◆ Source passage:
○ ○ ○ ○ ○ ○ ○

To find the test statistic for testing the claim that the standard deviation of all phone calls on a pay phone is less than 2.9 minutes, we will use the chi-squared test statistic for variance.
-
Set up the hypotheses:
- Null hypothesis (H0): \( \sigma \geq 2.9 \) (the standard deviation is 2.9 minutes or greater)
- Alternative hypothesis (H1): \( \sigma < 2.9 \) (the standard deviation is less than 2.9 minutes)

○ ○ ○ ○ ○ ○ ○

◆ Entries:

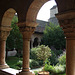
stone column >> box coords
[31,39,34,48]
[19,26,35,75]
[0,27,11,69]
[56,11,75,75]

○ ○ ○ ○ ○ ○ ○

Pick up the pay phone standard deviation walkthrough after its last line and carry on with the next steps of the test. The records have no connection to the pay phone standard deviation walkthrough.

-
Calculate the test statistic: The test statistic for the chi-squared test for variance is given by: \[ \chi^2 = \frac{(n - 1) s^2}{\sigma_0^2} \] Where:
- \( n \) = sample size = 40
- \( s \) = sample standard deviation = 2.6
- \( \sigma_0 \) = hypothesized population standard deviation = 2.9
First, calculate \( s^2 \) (the sample variance) and \( \sigma_0^2 \) (the hypothesized variance): \[ s^2 = (2.6)^2 = 6.76 \] \[ \sigma_0^2 = (2.9)^2 = 8.41 \]
Now substitute these values into the test statistic formula: \[ \chi^2 = \frac{(40 - 1) \cdot 6.76}{8.41} \] \[ \chi^2 = \frac{39 \cdot 6.76}{8.41} \] \[ \chi^2 = \frac{263.64}{8.41} \] \[ \chi^2 \approx 31.35 \quad (rounding to two decimals) \]
-
Conclusion: The calculated chi-squared statistic is approximately 31.348.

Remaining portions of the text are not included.